- Things to do -
a - According to the article on recreating an ancestral mammal genome, how many mammals did Eric Green analyze DNA from?
b - Resume the article on recreating an ancestral mammal genome from the point where it stops.
##### Supplied text #####
Australian Biotechnology News
Simulated shades of Jurassic Park
Kevin Davies (Bio IT World) 02/12/2004 15:12:12

Bioinformatics researchers at the University of California, Santa Cruz, have conducted an audacious project to recreate the genome sequence of an ancestral mammal that lived 70 to 80 million years ago.

If it all sounds a little like the plot of Michael Crichton's bestseller Jurassic Park, that's not surprising. However, lead investigator David Haussler stresses his motives are driven by interest in evolution rather than economics. He is no John Hammond, and this is no Cretaceous-Tertiary Park.

Since the sequencing of the human genome, there has been intense interest in the field of comparative genomics - aligning corresponding stretches of DNA sequence from different species to monitor rates of substitution and other genetic changes during the course of evolution. A prime example is work of Eric Green (National Human Genome Research Institute), who collaborated with Haussler's team in the new study. Green has analysed 1.1 million bases of the same stretch of chromosomal DNA from 19 mammals, flanking the cystic fibrosis gene.
##### Provided data #####
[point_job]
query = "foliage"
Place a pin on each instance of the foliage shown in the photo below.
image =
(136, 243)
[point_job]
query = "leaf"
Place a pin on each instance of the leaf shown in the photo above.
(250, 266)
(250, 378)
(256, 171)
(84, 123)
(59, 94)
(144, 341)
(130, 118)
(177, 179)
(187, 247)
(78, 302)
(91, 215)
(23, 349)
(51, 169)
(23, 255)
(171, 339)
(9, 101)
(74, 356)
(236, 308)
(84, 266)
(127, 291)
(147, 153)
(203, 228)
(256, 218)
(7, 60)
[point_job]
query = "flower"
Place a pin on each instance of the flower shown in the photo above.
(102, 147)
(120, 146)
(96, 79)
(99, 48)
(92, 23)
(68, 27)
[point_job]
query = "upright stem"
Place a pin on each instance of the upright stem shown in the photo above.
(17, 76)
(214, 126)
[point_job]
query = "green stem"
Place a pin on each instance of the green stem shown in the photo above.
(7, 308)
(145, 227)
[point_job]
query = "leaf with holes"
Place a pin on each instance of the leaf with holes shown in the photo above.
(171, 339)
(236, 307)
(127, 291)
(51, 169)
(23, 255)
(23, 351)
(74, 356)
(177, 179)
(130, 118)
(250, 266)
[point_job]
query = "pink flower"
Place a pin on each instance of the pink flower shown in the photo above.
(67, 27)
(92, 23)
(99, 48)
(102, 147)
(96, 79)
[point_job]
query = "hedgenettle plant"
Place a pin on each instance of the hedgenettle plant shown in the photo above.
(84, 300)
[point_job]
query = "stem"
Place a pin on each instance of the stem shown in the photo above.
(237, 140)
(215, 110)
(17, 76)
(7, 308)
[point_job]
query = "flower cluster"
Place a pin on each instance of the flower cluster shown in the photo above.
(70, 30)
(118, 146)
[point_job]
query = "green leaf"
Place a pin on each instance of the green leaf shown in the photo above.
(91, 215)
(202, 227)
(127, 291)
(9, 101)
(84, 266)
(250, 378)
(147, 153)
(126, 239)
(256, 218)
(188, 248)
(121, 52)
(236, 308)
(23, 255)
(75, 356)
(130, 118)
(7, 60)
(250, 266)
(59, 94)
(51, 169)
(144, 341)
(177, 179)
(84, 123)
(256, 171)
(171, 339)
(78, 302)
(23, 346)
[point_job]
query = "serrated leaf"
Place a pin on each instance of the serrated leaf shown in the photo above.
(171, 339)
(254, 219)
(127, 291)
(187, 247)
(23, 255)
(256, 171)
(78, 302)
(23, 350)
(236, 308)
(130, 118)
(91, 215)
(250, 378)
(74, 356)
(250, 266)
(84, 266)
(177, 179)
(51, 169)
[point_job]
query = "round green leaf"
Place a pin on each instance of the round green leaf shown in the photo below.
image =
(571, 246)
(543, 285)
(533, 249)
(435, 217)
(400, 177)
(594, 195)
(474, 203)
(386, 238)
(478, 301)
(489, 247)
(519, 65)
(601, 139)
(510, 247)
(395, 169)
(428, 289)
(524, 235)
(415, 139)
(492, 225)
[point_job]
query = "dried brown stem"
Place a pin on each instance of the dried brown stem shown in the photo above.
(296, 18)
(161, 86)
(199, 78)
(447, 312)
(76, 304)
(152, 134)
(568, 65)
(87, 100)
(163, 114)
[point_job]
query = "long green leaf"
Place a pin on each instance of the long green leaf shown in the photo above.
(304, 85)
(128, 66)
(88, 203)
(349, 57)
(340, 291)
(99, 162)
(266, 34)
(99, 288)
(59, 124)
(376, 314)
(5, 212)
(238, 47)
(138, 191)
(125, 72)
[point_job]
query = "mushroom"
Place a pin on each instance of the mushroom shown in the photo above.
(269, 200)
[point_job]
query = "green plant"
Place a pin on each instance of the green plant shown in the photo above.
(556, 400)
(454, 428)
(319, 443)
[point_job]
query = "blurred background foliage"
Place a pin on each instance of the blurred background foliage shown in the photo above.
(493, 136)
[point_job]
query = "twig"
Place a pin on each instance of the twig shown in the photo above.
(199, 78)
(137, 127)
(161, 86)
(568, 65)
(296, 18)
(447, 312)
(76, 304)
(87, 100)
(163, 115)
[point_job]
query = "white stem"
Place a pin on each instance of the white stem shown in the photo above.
#####
- Exercise answers -
a - 19 mammals

b -
Based on the information in that dataset, Haussler and former postdoc Mathieu Blanchette, now at McGill University, decided to see if they could recreate this part of the genome of the common ancestor of all placental mammals, going back some 80 million years. The creature was a small shrew-like animal found in Asia. They succeeded, claiming 98 per cent accuracy. The work is published in the December issue of the journal Genome Research.

The project "sounds implausible," Haussler admits, "but there's enough information to reconstruct the ancestral genome on the basis of mammals that live today. We just need to sequence the genomes of these living mammals."

In Jurassic Park, Crichton speculated that scientists could recreate dinosaur DNA based on prehistoric blood samples extracted from mosquitoes that had been trapped in tree sap, and retrieved from amber. Because DNA is somewhat unstable, the recovered gene fragments were stitched together with linker sequences from modern-day frog DNA, to build a complete functional genome.

"What we come up with is not going to take us anywhere near Jurassic Park," insists Blanchette. "There are many reasons why the ancestral genome could not be put in a living organism -- technical reasons, it is difficult to synthesize long DNA sequences. But the main thing is we show we can reconstruct the ancestor with 98 per cent accuracy, and that's nice -- but its not enough to make that organisms livable. There will be a few [DNA] errors in crucial places."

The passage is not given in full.